> **YOUR ASSIGNMENT**:
Only the lines from the top of the listing below to the line that has "JSON array, the" should be echoed, with both ends kept and pictures left out.

**********

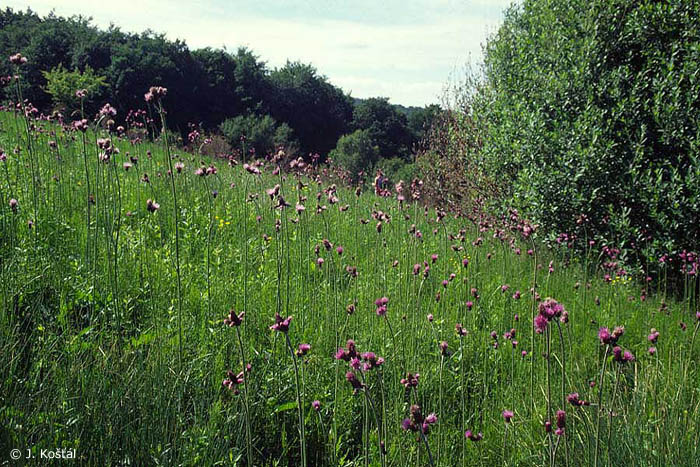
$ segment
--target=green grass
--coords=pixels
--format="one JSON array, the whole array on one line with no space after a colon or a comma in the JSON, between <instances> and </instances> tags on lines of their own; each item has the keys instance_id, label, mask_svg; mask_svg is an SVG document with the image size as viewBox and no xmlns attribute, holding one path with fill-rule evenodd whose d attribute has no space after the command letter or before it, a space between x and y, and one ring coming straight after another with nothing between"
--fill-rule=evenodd
<instances>
[{"instance_id":1,"label":"green grass","mask_svg":"<svg viewBox=\"0 0 700 467\"><path fill-rule=\"evenodd\" d=\"M89 465L300 465L294 366L285 336L269 329L278 312L293 316L292 346L311 345L298 359L308 465L380 465L377 422L387 465L427 465L426 444L401 428L416 402L424 415L437 414L426 436L437 465L549 464L557 437L550 444L543 428L548 400L552 414L567 413L554 462L593 465L599 388L589 383L599 380L605 352L597 332L617 325L625 326L619 345L636 361L622 366L609 357L606 364L599 465L698 465L695 279L684 300L652 294L641 301L639 285L606 283L601 271L586 273L581 259L536 241L523 243L512 234L501 241L466 219L437 222L434 210L401 206L371 190L356 197L339 187L337 204L322 193L327 210L319 214L316 195L328 183L300 177L306 184L300 188L296 176L273 175L272 166L257 176L225 160L214 161L216 175L198 177L193 172L199 158L171 148L178 153L173 163L185 164L175 174L178 313L173 199L163 145L132 145L113 136L120 153L98 163L95 135L86 133L96 200L88 225L82 134L36 122L41 131L32 133L30 153L23 124L11 113L0 114L0 147L7 153L0 162L3 461L14 448L38 455L41 449L74 447ZM127 153L138 163L125 171ZM144 173L148 184L139 181ZM276 200L265 190L277 183L290 208L273 209ZM212 190L218 191L215 198ZM302 196L308 201L299 215L294 205ZM16 213L10 198L18 200ZM147 199L160 209L149 213ZM381 233L373 211L390 217ZM413 224L422 239L410 233ZM472 243L477 237L483 237L480 246ZM333 244L331 250L323 239ZM335 251L339 245L342 255ZM526 254L533 245L540 269ZM438 255L434 263L432 254ZM422 266L414 275L413 265L424 261L429 275L424 277ZM346 266L356 267L358 276ZM535 270L541 297L555 298L569 313L569 323L561 326L563 342L555 322L550 324L549 365L545 335L532 340L529 290ZM443 287L450 274L454 280ZM503 284L510 286L505 293ZM512 297L516 290L519 300ZM383 296L389 298L385 318L374 304ZM474 301L471 311L468 300ZM351 303L352 315L346 312ZM241 387L236 395L221 384L226 370L242 369L236 331L223 324L231 308L246 312L240 332L252 365L246 380L252 462L246 454L246 392ZM457 336L456 323L468 330L465 337ZM652 327L660 332L653 357L646 337ZM503 337L511 328L515 349ZM353 395L345 379L348 364L334 359L347 339L360 352L386 359L364 375L369 397ZM445 356L440 341L448 343ZM401 385L405 372L420 373L417 391ZM591 406L562 401L573 392ZM321 403L318 414L313 400ZM508 426L504 409L515 413ZM483 440L466 440L467 429L483 433Z\"/></svg>"}]
</instances>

**********

> **EXERCISE SOLUTION**:
$ segment
--target=green grass
--coords=pixels
--format="one JSON array, the whole array on one line with no space after a colon or a comma in the JSON, between <instances> and </instances> tags on lines of their own; each item has the keys instance_id, label, mask_svg; mask_svg is an SVG document with the image size as viewBox and no xmlns attribute, holding one path with fill-rule evenodd whose d attribute has no space after the command letter or before it, a space between x and y, and one ring coming straight after another with nothing between"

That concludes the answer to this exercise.